*RECORDS PROVIDED:*
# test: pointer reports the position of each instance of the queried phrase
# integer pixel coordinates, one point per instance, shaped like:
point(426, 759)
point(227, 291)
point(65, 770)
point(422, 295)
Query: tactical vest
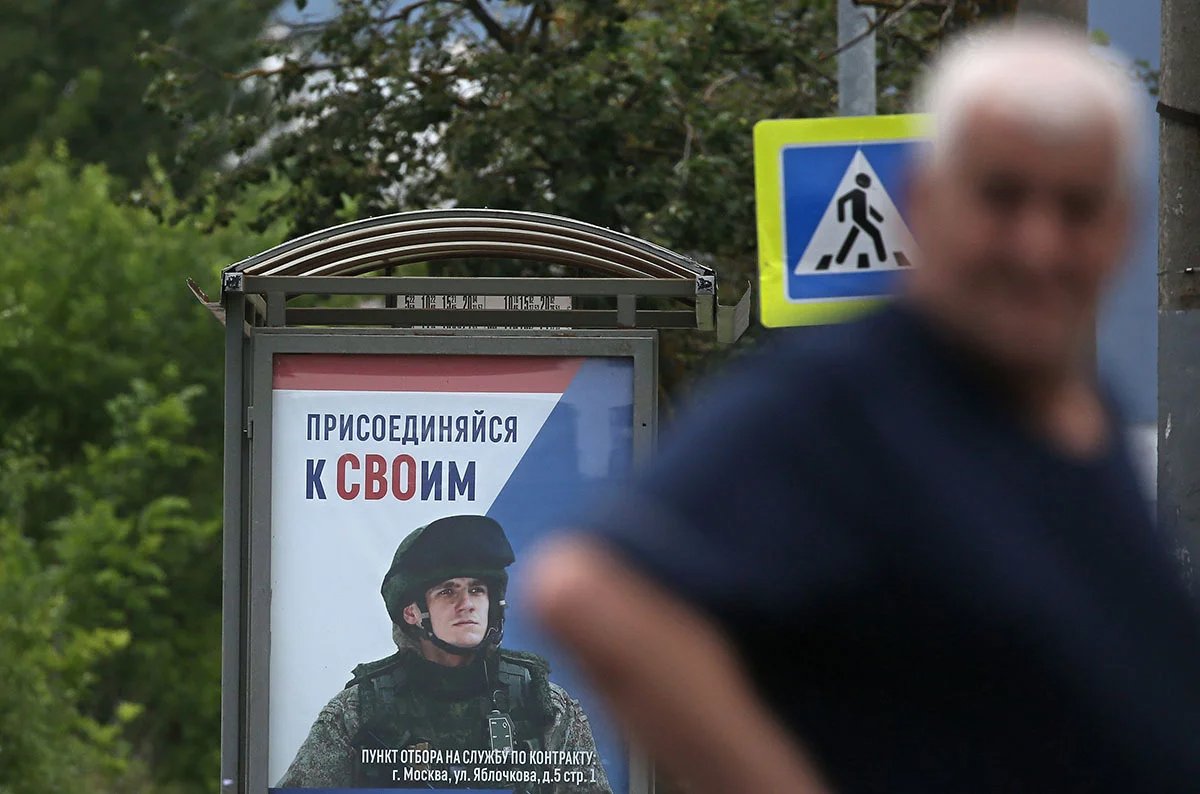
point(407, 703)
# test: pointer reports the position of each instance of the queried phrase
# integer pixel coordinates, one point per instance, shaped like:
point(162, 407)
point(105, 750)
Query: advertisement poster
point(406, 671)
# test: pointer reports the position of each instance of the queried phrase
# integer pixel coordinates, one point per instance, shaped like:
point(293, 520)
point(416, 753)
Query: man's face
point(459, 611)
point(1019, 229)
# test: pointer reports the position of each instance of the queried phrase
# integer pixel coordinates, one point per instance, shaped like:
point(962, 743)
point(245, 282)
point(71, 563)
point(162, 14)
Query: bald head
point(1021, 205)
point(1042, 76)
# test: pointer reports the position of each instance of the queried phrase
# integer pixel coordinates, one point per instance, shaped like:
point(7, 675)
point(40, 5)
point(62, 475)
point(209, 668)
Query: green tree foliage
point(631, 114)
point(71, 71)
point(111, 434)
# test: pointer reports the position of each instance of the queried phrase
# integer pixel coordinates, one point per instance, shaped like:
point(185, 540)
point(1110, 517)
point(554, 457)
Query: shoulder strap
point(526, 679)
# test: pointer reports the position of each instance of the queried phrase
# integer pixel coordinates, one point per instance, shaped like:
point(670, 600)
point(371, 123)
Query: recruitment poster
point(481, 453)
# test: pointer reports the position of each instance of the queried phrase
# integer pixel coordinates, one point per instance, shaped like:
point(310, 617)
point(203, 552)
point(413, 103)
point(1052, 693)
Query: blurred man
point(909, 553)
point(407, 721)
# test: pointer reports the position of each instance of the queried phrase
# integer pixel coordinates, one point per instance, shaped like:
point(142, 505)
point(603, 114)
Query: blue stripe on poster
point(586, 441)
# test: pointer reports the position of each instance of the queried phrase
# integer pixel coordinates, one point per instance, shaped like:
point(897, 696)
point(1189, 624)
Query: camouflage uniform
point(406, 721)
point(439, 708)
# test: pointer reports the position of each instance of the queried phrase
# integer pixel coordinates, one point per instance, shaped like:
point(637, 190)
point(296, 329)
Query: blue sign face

*THE REQUEST:*
Without the pictures, extract every entry verbatim.

*COMPLETE ANSWER:*
# test: pointer reports the position of each instance of the queried phrase
# integer pixel coordinates, one point per instance, shaped like:
point(426, 759)
point(227, 291)
point(65, 770)
point(422, 295)
Query: tactical vest
point(407, 703)
# test: pointer reports the position of each instance of the queried phrase
# integer pixel coordinates, one point per instance, shaped like:
point(162, 407)
point(105, 750)
Query: advertisement poster
point(406, 671)
# test: pointer reports the position of each instance of the queried phrase
# integer pixel coordinates, one point per instance, shaped like:
point(293, 520)
point(416, 753)
Query: man's face
point(459, 611)
point(1019, 229)
# test: pointer reports the position of each instance of the queried phrase
# integer pixel coordinates, one point per instance, shaped like:
point(962, 743)
point(245, 282)
point(71, 563)
point(162, 14)
Query: bald head
point(1021, 205)
point(1042, 76)
# test: pointer reports the position of each instance of the queried phrase
# integer pixel coordinates, one point per instance, shaped like:
point(7, 675)
point(40, 5)
point(62, 475)
point(209, 668)
Query: green tree foliage
point(631, 114)
point(71, 71)
point(111, 434)
# test: pointer reports the position of each instance of the queried phrase
# integer pixel coordinates, one point per instance, shaped like:
point(185, 540)
point(1110, 517)
point(554, 457)
Query: shoulder strap
point(526, 679)
# test: pointer reports the position of each instance of the queried phrase
# integer pixel coordinates, one point per instance, shaped like:
point(670, 600)
point(371, 123)
Query: recruitment poster
point(481, 453)
# test: pointer reports the position of each instance of the queried phrase
# integer pixel coordinates, one point per instance, shaped like:
point(310, 617)
point(203, 552)
point(413, 103)
point(1052, 693)
Query: blurred man
point(909, 553)
point(407, 721)
# test: pointer reports the position of each instance of the queried phrase
# integer pixel coordinates, one point per instance, shaped like:
point(142, 505)
point(603, 114)
Query: blue stripe on poster
point(586, 441)
# test: pointer reports the position of each instance of the queried phrase
# integer pixel coordinates, one point per instance, shaped like:
point(897, 696)
point(1189, 624)
Query: camouflage uniform
point(406, 721)
point(439, 708)
# test: pointer reports the position of each instance of the queried phrase
# integer pixel coordinates, one point per instance, shaped like:
point(637, 190)
point(296, 329)
Query: blue sign face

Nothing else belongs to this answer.